▶ WHAT IS ASKED
List every line in the entries below that contains the word "beetle", copying each of those lines in full.

[start of GIVEN DATA]

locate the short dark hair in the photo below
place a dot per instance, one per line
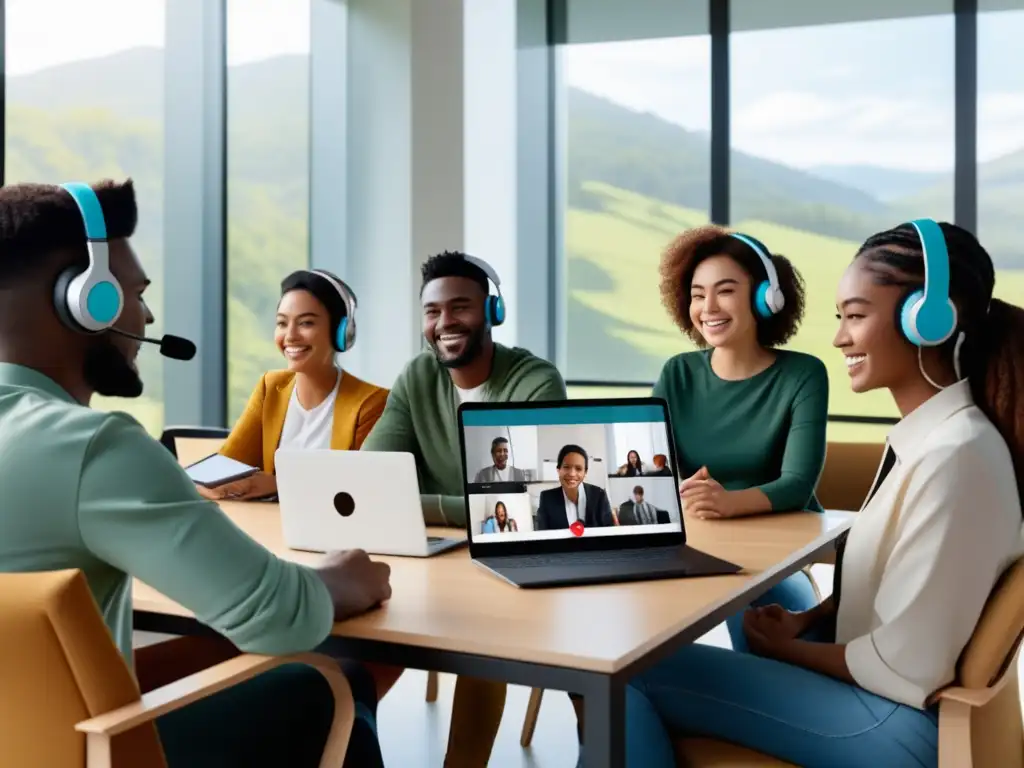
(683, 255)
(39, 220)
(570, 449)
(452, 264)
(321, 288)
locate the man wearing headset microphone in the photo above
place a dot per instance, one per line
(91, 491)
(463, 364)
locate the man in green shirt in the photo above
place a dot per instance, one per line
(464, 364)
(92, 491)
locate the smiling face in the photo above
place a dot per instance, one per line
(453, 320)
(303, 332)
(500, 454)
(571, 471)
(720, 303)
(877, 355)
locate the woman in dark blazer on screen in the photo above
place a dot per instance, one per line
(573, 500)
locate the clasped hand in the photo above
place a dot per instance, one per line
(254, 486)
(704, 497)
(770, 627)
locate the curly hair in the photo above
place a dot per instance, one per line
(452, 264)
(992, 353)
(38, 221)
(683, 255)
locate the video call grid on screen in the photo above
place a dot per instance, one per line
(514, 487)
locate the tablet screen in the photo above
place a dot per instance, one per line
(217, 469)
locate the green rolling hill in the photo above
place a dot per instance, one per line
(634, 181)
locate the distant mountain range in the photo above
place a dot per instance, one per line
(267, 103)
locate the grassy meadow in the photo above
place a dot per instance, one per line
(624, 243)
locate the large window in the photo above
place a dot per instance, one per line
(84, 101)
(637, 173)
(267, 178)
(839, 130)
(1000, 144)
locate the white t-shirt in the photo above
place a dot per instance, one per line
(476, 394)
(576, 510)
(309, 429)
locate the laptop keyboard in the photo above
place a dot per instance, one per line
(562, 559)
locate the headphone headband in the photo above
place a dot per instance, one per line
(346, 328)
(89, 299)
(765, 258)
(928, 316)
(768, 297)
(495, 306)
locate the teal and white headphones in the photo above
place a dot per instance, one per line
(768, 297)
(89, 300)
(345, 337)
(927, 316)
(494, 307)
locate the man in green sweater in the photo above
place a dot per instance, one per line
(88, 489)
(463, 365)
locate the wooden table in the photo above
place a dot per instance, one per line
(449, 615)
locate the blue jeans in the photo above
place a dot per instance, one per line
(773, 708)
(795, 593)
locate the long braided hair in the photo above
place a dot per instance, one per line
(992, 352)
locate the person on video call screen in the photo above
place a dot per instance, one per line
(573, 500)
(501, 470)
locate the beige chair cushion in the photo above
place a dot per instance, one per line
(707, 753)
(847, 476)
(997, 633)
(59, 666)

[end of GIVEN DATA]
[start of GIVEN DATA]

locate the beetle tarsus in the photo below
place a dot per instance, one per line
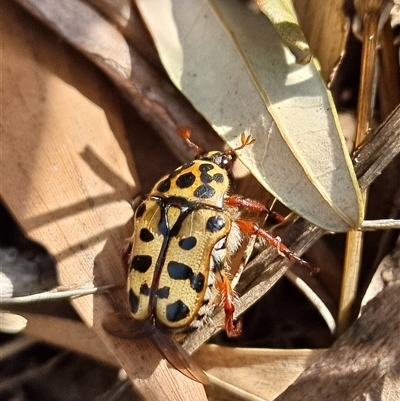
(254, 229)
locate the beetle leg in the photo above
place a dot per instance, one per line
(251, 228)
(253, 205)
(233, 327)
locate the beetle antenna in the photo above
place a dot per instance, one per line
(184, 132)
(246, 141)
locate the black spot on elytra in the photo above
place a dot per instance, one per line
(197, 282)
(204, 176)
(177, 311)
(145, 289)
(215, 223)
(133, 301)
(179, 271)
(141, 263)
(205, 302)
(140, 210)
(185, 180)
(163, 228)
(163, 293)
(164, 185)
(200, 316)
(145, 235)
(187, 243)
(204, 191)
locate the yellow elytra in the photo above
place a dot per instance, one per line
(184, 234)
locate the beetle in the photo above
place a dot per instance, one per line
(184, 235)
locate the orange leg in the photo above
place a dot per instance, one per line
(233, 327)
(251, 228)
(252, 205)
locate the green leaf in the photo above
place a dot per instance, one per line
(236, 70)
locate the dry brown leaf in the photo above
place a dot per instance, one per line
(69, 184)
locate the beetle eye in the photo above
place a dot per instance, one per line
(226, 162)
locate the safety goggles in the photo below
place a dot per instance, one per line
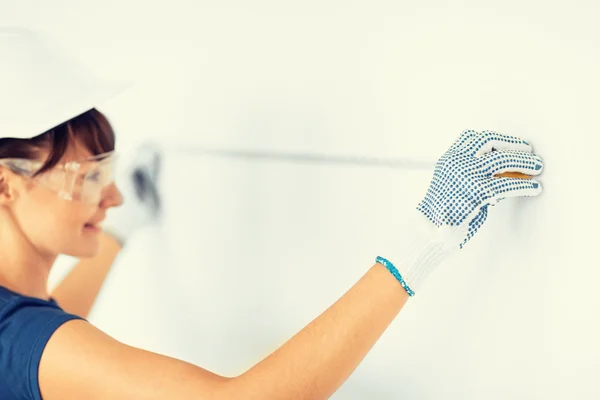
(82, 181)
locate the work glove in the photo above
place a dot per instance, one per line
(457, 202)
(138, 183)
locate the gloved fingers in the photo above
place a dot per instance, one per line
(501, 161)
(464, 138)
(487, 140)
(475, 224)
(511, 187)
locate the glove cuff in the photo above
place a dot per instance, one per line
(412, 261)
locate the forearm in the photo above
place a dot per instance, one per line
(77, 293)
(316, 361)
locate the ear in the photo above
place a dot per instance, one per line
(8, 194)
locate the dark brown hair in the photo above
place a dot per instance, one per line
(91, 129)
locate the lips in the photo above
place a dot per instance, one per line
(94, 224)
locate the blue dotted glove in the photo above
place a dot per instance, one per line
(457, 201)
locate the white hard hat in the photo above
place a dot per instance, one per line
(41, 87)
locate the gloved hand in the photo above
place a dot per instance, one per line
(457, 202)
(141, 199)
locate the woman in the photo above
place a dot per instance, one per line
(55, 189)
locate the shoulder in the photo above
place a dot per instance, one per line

[end of GIVEN DATA]

▶ ANSWER
locate the beetle tarsus in the photo below
locate the beetle leg in the photo above
locate the beetle antenna in the photo above
locate the beetle in the photo above
locate the beetle eye in the photo above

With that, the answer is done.